## 課題:
「Annotate each instance of the concrete building」を含む行から始めて「x=574 y=148」を含む行で終わるまでを、指示の文も含めてもう一度すべて書いてください。その際、答えとして示された座標の数値はどれも50ずつ増やしてください。

## データセット記録:
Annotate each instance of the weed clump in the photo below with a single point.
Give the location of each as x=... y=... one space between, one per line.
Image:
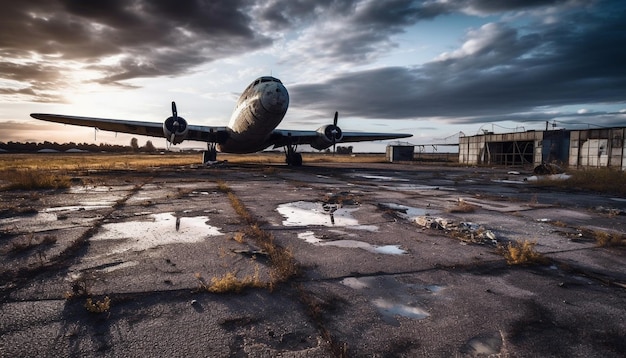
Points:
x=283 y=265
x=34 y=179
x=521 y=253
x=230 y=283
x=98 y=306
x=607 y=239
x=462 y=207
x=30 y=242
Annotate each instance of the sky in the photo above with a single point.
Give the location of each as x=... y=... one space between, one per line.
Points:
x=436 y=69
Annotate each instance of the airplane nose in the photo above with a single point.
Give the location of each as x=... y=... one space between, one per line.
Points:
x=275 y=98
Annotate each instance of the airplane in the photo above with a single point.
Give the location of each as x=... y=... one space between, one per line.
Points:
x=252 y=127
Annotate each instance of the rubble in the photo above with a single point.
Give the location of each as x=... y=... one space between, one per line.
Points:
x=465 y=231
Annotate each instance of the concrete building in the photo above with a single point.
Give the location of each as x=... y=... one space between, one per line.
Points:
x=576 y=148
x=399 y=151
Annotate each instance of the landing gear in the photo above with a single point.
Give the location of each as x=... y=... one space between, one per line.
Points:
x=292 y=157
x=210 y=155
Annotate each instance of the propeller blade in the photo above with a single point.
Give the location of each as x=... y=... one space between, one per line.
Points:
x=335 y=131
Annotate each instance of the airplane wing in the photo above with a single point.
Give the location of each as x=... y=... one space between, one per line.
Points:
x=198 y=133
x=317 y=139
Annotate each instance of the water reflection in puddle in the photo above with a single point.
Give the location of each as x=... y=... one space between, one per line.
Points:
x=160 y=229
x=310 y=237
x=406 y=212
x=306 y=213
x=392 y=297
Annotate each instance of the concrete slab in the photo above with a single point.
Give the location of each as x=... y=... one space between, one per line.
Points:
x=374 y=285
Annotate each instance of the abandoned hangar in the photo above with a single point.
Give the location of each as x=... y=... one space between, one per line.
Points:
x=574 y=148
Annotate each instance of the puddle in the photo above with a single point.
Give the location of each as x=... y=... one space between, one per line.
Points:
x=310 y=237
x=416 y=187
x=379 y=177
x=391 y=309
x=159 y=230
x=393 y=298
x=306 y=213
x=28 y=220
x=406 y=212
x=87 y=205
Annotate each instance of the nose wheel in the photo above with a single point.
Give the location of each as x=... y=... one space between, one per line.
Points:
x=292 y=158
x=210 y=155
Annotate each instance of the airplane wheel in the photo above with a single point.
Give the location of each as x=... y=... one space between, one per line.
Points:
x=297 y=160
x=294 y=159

--

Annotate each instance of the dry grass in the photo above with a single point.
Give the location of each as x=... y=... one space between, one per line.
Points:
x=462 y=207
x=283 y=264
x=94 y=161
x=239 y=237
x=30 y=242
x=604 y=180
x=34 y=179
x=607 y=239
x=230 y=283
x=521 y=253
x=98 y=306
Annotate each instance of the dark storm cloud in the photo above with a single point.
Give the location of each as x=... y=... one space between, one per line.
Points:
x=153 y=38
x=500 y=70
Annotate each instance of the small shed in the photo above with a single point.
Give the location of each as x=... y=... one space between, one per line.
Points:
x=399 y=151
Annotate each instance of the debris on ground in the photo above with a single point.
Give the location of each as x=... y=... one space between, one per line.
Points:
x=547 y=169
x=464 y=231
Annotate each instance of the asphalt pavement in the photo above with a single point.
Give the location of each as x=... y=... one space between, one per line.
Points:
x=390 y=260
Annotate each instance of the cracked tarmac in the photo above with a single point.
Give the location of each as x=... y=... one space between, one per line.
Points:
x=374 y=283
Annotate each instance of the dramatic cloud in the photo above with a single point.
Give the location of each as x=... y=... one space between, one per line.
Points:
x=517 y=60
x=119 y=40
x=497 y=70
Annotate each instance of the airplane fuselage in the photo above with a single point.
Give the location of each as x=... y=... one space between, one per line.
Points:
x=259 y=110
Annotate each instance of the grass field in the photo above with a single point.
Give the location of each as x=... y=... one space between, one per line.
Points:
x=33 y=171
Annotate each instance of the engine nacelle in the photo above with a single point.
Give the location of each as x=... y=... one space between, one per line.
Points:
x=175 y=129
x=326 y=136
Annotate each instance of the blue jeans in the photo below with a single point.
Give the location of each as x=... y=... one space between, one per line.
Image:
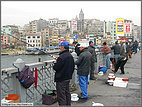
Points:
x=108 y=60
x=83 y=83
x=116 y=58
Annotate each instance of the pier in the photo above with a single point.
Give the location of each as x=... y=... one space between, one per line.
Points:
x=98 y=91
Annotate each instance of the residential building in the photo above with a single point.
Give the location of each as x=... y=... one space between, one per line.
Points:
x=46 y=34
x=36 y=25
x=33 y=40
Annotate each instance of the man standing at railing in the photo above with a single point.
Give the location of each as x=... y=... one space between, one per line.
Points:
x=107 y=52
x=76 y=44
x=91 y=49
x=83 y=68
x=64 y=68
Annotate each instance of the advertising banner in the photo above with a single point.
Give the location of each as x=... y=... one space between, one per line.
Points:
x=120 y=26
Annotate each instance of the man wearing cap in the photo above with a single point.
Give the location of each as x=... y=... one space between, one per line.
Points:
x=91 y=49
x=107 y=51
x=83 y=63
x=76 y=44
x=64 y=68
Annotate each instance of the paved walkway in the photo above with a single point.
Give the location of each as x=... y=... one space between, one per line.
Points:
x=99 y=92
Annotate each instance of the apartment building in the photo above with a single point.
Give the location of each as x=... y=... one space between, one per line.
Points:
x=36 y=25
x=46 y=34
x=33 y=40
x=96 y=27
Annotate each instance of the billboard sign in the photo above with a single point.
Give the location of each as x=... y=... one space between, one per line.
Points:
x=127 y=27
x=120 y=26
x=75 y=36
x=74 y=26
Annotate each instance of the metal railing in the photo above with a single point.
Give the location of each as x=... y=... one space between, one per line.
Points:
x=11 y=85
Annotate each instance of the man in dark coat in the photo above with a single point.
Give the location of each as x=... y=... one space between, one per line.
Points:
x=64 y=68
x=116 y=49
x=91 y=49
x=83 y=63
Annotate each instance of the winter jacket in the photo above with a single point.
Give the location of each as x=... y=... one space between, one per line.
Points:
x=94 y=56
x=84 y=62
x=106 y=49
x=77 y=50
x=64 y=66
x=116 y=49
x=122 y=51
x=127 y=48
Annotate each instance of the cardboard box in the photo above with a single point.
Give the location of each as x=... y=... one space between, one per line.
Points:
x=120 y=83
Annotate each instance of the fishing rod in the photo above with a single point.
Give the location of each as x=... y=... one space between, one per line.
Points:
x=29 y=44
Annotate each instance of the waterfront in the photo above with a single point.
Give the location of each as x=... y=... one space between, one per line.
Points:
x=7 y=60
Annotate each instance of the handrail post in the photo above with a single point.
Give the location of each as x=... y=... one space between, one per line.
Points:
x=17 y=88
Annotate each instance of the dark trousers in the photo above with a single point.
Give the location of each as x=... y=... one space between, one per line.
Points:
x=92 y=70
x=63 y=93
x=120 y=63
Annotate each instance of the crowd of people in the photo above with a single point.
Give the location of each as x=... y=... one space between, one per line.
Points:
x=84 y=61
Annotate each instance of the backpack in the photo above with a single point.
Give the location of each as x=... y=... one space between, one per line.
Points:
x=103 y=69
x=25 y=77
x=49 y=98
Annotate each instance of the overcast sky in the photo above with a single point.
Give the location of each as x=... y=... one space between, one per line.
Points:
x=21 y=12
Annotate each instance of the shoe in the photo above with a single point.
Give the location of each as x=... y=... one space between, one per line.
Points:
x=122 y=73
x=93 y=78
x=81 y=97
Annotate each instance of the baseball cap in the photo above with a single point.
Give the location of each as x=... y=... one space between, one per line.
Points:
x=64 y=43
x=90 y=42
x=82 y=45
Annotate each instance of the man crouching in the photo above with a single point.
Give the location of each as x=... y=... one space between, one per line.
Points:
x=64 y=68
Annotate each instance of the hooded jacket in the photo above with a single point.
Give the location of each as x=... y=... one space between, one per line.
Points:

## 課題の解答:
Annotate each instance of the concrete building in the photo above with a single point.
Give the location of each as x=... y=... one space between, one per line.
Points:
x=626 y=198
x=449 y=201
Annotate each instance of the landing gear in the photo above with a single point.
Give the location of each as x=... y=... one space between, one per line.
Points:
x=342 y=207
x=260 y=205
Annotate each instance of the propeller blade in the photo above with a single point.
Give the location of each as x=... y=... one space between, one per line.
Points:
x=385 y=181
Annotate each instance of the airplane wing in the photo above with a single point.
Give the location of each as x=... y=... one space between, one per line.
Points:
x=248 y=183
x=367 y=189
Annotate each instance of the water reflection in puddle in the photo above with a single point.
Give the location of each as x=... y=... one space between, one per line.
Points:
x=210 y=279
x=360 y=287
x=456 y=262
x=356 y=263
x=442 y=347
Annotate each instance of the concrete slab in the photo above with a single point.
Give the location of each as x=... y=... one space between, one per line.
Points:
x=424 y=335
Annotate each instance of the abandoned hangar in the photo above with a single point.
Give the location of each as x=... y=... one space between, one per line.
Points:
x=624 y=198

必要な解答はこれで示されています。